AIM: Reproduce the material below line for line, changing no characters.

════════

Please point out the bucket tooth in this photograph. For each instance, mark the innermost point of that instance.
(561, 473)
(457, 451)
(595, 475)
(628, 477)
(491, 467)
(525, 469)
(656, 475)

════════

SOLUTION TO THE PROBLEM:
Please point out the bucket tooth in this photograph. For each instance, mark the innermost point of that instance.
(561, 473)
(457, 451)
(595, 475)
(628, 477)
(491, 467)
(525, 469)
(656, 475)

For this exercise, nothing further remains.